Recorded information -

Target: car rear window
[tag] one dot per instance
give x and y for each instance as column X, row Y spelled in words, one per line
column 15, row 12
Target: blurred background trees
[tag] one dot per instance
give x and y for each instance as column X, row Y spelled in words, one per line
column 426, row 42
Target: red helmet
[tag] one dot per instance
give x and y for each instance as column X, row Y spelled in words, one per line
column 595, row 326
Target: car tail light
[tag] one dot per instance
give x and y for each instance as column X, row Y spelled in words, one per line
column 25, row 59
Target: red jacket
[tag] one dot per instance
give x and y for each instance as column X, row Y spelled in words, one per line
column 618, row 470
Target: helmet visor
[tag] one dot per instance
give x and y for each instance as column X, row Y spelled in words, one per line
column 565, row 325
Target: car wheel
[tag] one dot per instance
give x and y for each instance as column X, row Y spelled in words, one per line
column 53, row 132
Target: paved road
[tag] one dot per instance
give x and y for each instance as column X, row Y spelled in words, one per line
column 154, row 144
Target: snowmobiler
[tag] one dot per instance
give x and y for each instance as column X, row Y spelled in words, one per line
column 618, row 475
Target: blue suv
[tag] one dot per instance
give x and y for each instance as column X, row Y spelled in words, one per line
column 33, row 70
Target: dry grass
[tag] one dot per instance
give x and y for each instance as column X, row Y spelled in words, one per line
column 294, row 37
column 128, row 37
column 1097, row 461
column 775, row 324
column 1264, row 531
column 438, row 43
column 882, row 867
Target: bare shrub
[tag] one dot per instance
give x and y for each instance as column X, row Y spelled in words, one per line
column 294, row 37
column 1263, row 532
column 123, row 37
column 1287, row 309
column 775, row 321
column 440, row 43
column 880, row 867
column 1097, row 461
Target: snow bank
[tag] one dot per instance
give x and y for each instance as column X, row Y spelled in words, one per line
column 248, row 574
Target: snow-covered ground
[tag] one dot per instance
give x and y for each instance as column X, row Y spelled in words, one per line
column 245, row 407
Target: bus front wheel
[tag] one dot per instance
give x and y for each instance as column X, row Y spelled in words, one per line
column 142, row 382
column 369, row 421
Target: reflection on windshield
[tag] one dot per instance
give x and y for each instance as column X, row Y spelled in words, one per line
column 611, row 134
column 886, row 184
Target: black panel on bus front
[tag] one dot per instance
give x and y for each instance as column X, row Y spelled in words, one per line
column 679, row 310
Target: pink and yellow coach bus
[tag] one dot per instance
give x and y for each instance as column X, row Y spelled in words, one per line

Task item - Pick out all lines from the data above in which the word "front" appears.

Written reply -
Target: bus front wheel
Target: black panel on bus front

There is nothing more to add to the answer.